• [WHAT THE TASK ASKS] Copy out the entire piece below on the NDAA lawsuit hearing, word for word.

• [TEXT SHOWN]
Chris Hedges - After Latest NDAA Challenge Hearing, Thoughts on the Criminalization of Dissent
I was on the 15th floor of the Southern U.S. District Court in New York in the courtroom of Judge Katherine Forrest on Tuesday. It was the final hearing in the lawsuit I brought in January against President Barack Obama and Secretary of Defense Leon Panetta. I filed the suit, along with lawyers Carl J. Mayer and Bruce I. Afran, over Section 1021 of the National Defense Authorization Act (NDAA). We were late joined by six co-plaintiffs including Noam Chomsky and Daniel Ellsberg.
This section of the NDAA, signed into law by Obama on Dec. 31, 2011, obliterates some of our most important constitutional protections. It authorizes the executive branch to order the military to seize U.S. citizens deemed to be terrorists or associated with terrorists. Those taken into custody by the military, which becomes under the NDAA a domestic law enforcement agency, can be denied due process and habeas corpus and held indefinitely in military facilities. Any activist or dissident, whose rights were once protected under the First Amendment, can be threatened under this law with indefinite incarceration in military prisons, including our offshore penal colonies. The very name of the law itself—the Homeland Battlefield Bill—suggests the totalitarian credo of endless war waged against enemies within “the homeland” as well as those abroad.
“The essential thrust of the NDAA is to create a system of justice that violates the separation of powers,” Mayer told the court. “[The Obama administration has] taken detention out of the judicial branch and put it under the executive branch.”
In May, Judge Forrest issued a temporary injunction invalidating Section 1021 as a violation of the First and Fifth amendments. It was a courageous decision. Forrest will decide within a couple of weeks whether she will make the injunction permanent.

• [MATERIAL PROVIDED]

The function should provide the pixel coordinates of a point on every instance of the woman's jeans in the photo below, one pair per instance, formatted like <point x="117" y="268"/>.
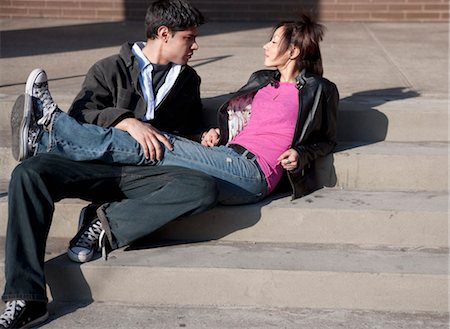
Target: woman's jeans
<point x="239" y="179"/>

• [ANSWER TO THIS TASK]
Chris Hedges - After Latest NDAA Challenge Hearing, Thoughts on the Criminalization of Dissent
I was on the 15th floor of the Southern U.S. District Court in New York in the courtroom of Judge Katherine Forrest on Tuesday. It was the final hearing in the lawsuit I brought in January against President Barack Obama and Secretary of Defense Leon Panetta. I filed the suit, along with lawyers Carl J. Mayer and Bruce I. Afran, over Section 1021 of the National Defense Authorization Act (NDAA). We were late joined by six co-plaintiffs including Noam Chomsky and Daniel Ellsberg.
This section of the NDAA, signed into law by Obama on Dec. 31, 2011, obliterates some of our most important constitutional protections. It authorizes the executive branch to order the military to seize U.S. citizens deemed to be terrorists or associated with terrorists. Those taken into custody by the military, which becomes under the NDAA a domestic law enforcement agency, can be denied due process and habeas corpus and held indefinitely in military facilities. Any activist or dissident, whose rights were once protected under the First Amendment, can be threatened under this law with indefinite incarceration in military prisons, including our offshore penal colonies. The very name of the law itself—the Homeland Battlefield Bill—suggests the totalitarian credo of endless war waged against enemies within “the homeland” as well as those abroad.
“The essential thrust of the NDAA is to create a system of justice that violates the separation of powers,” Mayer told the court. “[The Obama administration has] taken detention out of the judicial branch and put it under the executive branch.”
In May, Judge Forrest issued a temporary injunction invalidating Section 1021 as a violation of the First and Fifth amendments. It was a courageous decision. Forrest will decide within a couple of weeks whether she will make the injunction permanent.